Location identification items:

# # #

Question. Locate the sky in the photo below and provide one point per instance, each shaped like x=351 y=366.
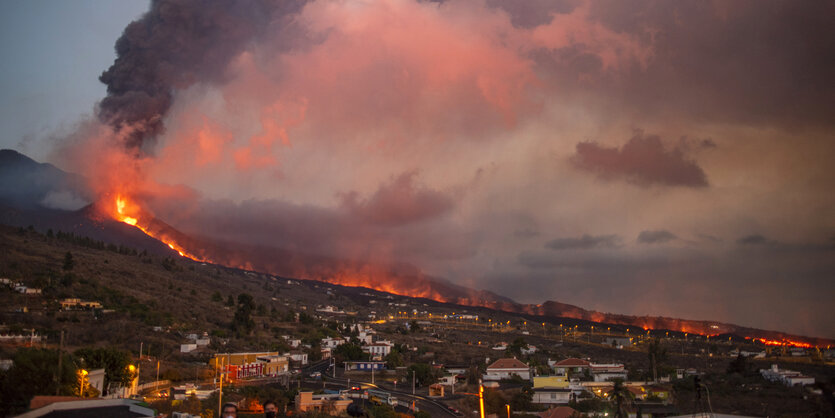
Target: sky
x=641 y=157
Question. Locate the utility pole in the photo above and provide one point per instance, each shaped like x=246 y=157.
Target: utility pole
x=480 y=400
x=220 y=393
x=138 y=365
x=60 y=356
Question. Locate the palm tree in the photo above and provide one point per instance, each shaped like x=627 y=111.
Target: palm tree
x=621 y=396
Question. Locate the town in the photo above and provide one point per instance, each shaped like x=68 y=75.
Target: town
x=189 y=331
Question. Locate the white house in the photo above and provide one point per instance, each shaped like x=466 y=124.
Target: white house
x=552 y=396
x=528 y=351
x=298 y=357
x=379 y=349
x=332 y=342
x=506 y=368
x=187 y=348
x=607 y=372
x=574 y=365
x=786 y=377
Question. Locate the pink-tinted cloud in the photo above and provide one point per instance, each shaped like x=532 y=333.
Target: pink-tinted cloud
x=642 y=160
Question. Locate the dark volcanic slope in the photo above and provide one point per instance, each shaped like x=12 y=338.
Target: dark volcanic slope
x=32 y=193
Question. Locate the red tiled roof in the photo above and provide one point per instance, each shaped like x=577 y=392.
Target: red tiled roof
x=559 y=412
x=507 y=363
x=572 y=362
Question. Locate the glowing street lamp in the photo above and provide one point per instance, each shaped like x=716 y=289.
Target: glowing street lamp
x=82 y=376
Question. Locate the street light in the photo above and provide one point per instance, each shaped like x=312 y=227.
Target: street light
x=82 y=375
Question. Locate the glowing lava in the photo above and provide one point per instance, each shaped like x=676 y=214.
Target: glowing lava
x=410 y=284
x=130 y=214
x=784 y=342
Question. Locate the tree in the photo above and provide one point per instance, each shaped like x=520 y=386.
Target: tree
x=217 y=297
x=242 y=322
x=349 y=352
x=621 y=396
x=657 y=354
x=515 y=348
x=33 y=373
x=394 y=360
x=423 y=373
x=68 y=262
x=739 y=365
x=116 y=364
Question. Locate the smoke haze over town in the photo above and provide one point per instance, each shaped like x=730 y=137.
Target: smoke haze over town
x=642 y=158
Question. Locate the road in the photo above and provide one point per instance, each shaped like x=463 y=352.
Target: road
x=433 y=407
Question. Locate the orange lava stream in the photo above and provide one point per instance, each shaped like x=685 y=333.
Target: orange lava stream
x=130 y=214
x=122 y=208
x=788 y=343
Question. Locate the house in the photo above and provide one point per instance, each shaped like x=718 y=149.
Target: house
x=457 y=368
x=239 y=359
x=274 y=365
x=550 y=382
x=786 y=377
x=559 y=412
x=27 y=290
x=364 y=366
x=618 y=342
x=292 y=342
x=506 y=368
x=95 y=379
x=116 y=408
x=605 y=392
x=298 y=357
x=607 y=372
x=324 y=403
x=332 y=342
x=379 y=349
x=529 y=350
x=552 y=396
x=571 y=365
x=76 y=303
x=187 y=348
x=657 y=391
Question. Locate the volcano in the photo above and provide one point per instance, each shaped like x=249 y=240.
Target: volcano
x=25 y=184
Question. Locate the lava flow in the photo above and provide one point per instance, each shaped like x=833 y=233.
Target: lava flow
x=411 y=283
x=124 y=210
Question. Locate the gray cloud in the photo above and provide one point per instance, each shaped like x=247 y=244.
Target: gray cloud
x=656 y=237
x=754 y=239
x=398 y=202
x=585 y=242
x=174 y=45
x=643 y=160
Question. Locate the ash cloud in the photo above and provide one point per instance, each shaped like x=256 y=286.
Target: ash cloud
x=399 y=202
x=656 y=237
x=175 y=44
x=643 y=160
x=585 y=242
x=754 y=239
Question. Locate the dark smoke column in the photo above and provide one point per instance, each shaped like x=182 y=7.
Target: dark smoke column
x=175 y=44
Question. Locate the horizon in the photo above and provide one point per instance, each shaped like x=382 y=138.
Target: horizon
x=611 y=157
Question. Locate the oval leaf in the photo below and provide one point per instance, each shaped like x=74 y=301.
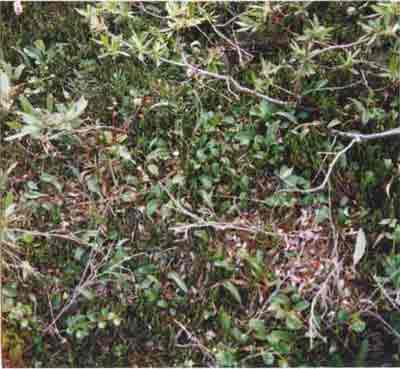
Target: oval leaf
x=361 y=244
x=233 y=290
x=181 y=284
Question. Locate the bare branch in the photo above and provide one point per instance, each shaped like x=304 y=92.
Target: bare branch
x=330 y=169
x=228 y=80
x=360 y=137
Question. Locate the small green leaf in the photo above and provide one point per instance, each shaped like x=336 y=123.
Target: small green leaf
x=233 y=290
x=358 y=325
x=268 y=358
x=288 y=116
x=293 y=322
x=152 y=207
x=178 y=280
x=153 y=169
x=26 y=105
x=258 y=326
x=360 y=247
x=225 y=320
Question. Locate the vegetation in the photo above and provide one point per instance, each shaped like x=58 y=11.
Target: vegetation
x=200 y=184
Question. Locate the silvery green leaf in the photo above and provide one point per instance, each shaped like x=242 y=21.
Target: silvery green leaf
x=361 y=244
x=77 y=109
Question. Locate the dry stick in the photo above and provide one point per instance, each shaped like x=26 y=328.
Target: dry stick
x=330 y=169
x=222 y=226
x=227 y=79
x=334 y=47
x=83 y=280
x=360 y=137
x=196 y=341
x=385 y=323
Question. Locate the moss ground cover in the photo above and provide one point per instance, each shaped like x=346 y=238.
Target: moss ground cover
x=200 y=184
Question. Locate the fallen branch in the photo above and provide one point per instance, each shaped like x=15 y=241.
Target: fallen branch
x=360 y=137
x=228 y=80
x=330 y=169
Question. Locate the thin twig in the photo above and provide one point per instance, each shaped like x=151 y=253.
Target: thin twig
x=330 y=169
x=227 y=79
x=360 y=137
x=335 y=47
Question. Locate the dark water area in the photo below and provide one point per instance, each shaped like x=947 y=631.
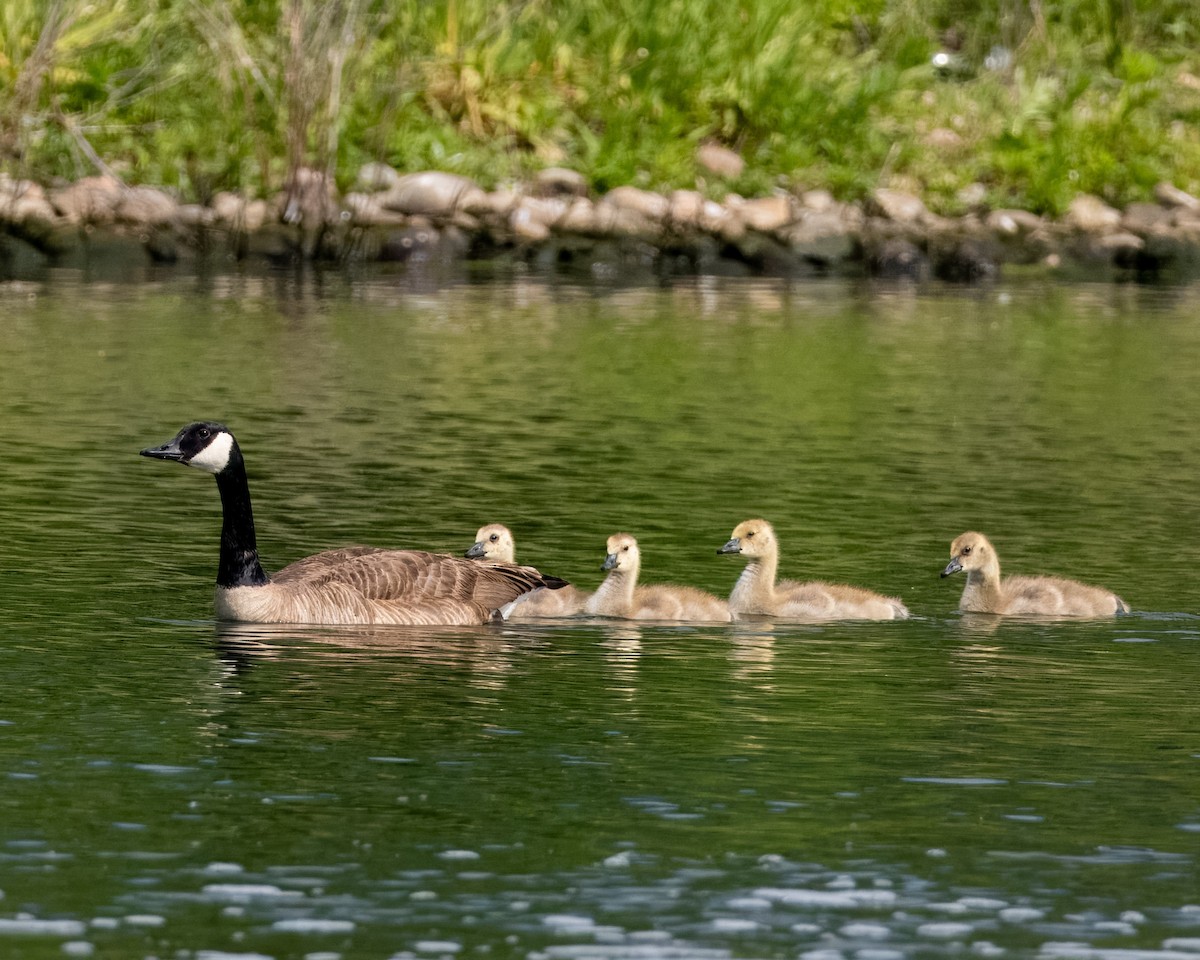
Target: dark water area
x=945 y=786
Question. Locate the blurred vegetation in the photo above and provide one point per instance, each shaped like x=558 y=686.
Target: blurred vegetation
x=1036 y=100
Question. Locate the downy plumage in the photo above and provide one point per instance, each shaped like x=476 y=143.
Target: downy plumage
x=619 y=595
x=757 y=594
x=1036 y=597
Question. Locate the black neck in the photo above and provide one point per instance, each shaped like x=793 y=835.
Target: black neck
x=239 y=550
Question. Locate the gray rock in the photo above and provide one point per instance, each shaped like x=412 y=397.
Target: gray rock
x=898 y=205
x=822 y=238
x=534 y=217
x=766 y=214
x=580 y=219
x=819 y=201
x=145 y=207
x=365 y=210
x=1119 y=244
x=432 y=193
x=93 y=199
x=376 y=177
x=1171 y=196
x=1141 y=217
x=653 y=207
x=1089 y=214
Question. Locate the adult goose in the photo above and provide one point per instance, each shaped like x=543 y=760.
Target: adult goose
x=1037 y=597
x=757 y=594
x=351 y=586
x=621 y=595
x=495 y=543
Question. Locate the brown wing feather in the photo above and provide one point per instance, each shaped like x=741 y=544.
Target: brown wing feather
x=319 y=563
x=414 y=576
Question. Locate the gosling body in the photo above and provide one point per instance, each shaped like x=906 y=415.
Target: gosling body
x=621 y=595
x=985 y=592
x=495 y=543
x=756 y=592
x=349 y=586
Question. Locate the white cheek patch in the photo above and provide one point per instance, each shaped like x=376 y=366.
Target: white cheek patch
x=214 y=457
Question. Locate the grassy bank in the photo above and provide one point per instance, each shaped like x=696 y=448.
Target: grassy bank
x=1036 y=100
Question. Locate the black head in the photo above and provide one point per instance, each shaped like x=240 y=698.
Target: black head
x=205 y=445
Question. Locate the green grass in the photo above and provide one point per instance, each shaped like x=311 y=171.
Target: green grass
x=1101 y=96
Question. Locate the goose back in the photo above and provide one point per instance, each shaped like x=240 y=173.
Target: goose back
x=349 y=586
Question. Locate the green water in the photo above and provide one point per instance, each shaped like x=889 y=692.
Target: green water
x=945 y=786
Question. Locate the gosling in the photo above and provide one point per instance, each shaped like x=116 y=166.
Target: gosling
x=1031 y=597
x=621 y=597
x=757 y=594
x=495 y=544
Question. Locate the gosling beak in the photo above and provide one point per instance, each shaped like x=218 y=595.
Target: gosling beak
x=168 y=450
x=953 y=567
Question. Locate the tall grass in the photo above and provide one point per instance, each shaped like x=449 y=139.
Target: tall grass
x=202 y=95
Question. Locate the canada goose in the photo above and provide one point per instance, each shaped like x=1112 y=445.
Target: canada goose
x=621 y=597
x=355 y=585
x=493 y=541
x=1047 y=597
x=756 y=593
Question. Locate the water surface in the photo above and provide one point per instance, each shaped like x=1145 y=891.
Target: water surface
x=943 y=786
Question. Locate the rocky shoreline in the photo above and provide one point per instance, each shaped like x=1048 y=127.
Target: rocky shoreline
x=553 y=221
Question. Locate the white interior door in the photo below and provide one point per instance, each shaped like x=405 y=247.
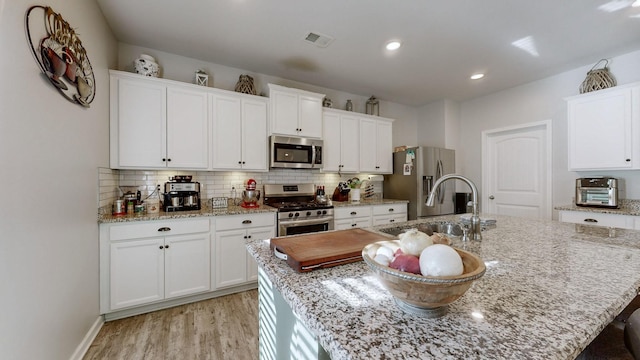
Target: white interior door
x=516 y=171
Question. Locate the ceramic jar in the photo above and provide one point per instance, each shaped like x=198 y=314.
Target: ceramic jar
x=146 y=65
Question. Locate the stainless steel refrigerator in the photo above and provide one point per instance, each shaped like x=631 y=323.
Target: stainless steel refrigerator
x=414 y=172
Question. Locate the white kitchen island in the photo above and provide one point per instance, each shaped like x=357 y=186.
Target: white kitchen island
x=547 y=293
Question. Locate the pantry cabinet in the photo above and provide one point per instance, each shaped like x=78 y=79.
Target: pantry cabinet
x=150 y=261
x=239 y=132
x=156 y=123
x=341 y=137
x=604 y=129
x=295 y=112
x=376 y=150
x=233 y=264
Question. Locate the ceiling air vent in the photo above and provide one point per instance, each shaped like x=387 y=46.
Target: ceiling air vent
x=317 y=39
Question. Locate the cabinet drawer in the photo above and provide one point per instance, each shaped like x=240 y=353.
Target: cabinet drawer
x=351 y=212
x=245 y=221
x=388 y=209
x=589 y=218
x=157 y=228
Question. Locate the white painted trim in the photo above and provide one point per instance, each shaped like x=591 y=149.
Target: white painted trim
x=546 y=124
x=84 y=345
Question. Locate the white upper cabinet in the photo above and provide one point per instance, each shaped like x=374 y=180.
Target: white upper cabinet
x=155 y=123
x=604 y=129
x=341 y=138
x=295 y=112
x=376 y=152
x=239 y=132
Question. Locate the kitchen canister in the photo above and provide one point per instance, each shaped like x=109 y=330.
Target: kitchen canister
x=146 y=65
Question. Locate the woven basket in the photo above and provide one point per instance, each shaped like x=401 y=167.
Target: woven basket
x=598 y=79
x=245 y=85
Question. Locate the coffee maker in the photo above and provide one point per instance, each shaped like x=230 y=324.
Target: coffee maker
x=181 y=194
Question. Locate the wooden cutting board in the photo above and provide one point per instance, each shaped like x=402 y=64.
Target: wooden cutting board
x=324 y=249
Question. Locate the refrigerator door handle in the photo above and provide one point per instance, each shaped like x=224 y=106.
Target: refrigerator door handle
x=427 y=183
x=442 y=188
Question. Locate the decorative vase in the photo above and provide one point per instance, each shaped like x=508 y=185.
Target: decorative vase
x=355 y=195
x=146 y=65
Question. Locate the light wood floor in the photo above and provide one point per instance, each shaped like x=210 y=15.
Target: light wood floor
x=220 y=328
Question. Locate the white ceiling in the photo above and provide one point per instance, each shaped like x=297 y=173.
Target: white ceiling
x=444 y=41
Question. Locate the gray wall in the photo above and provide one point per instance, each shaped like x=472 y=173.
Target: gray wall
x=50 y=150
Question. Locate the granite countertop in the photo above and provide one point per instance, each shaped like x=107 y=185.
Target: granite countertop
x=547 y=293
x=205 y=211
x=369 y=202
x=627 y=207
x=107 y=217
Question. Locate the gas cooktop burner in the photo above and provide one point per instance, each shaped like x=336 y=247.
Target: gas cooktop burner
x=297 y=206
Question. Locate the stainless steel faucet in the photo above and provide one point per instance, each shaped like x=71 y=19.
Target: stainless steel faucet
x=475 y=217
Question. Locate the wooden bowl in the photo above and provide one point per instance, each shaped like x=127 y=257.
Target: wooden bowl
x=424 y=295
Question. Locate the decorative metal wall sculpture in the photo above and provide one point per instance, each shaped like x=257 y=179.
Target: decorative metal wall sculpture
x=60 y=55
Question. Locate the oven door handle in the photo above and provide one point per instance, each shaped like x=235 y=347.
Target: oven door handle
x=305 y=222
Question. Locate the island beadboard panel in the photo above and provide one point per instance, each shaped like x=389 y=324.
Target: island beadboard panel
x=547 y=293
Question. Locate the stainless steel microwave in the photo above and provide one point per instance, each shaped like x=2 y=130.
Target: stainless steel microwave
x=295 y=153
x=597 y=191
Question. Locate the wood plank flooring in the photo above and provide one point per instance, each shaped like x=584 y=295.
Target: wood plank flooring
x=222 y=328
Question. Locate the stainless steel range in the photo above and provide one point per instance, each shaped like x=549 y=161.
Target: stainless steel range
x=298 y=211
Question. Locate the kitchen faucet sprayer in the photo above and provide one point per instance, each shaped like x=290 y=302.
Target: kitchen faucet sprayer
x=475 y=217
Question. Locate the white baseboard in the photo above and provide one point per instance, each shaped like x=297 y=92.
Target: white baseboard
x=82 y=348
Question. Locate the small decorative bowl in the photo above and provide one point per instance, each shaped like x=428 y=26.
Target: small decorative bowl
x=428 y=296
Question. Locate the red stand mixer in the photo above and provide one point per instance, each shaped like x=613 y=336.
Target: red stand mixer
x=250 y=195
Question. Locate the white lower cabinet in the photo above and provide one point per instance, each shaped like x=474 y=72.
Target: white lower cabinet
x=389 y=213
x=233 y=264
x=150 y=261
x=350 y=217
x=599 y=219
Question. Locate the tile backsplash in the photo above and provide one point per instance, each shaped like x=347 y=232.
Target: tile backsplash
x=112 y=182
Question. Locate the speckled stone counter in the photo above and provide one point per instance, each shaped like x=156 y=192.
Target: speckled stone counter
x=547 y=293
x=205 y=211
x=627 y=207
x=369 y=202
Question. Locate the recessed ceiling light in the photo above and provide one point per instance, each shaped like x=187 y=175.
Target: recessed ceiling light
x=393 y=45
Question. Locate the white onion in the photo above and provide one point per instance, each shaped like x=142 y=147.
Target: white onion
x=440 y=260
x=412 y=242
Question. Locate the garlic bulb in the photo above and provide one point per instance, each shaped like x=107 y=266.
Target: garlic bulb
x=412 y=242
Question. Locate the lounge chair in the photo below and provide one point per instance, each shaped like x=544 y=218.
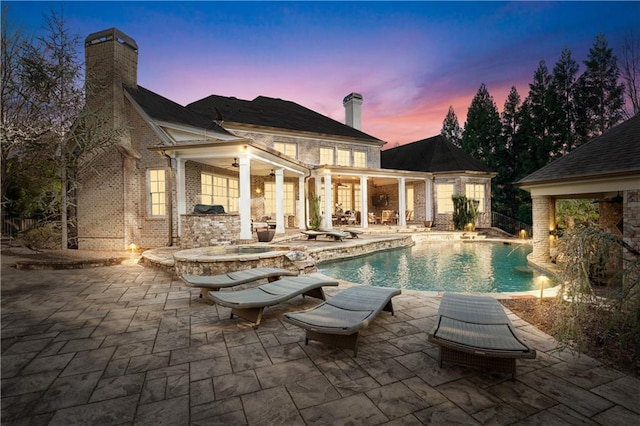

# # #

**THE EXERCISE:** Extract every line of the data above that contains the string "stone", treating uppercase and lowercase as different.

**EXERCISE RESPONSE:**
Question. Locate the speckled stone counter in the photo above and provide one point per instance, each shaped like x=156 y=192.
Target: speckled stone counter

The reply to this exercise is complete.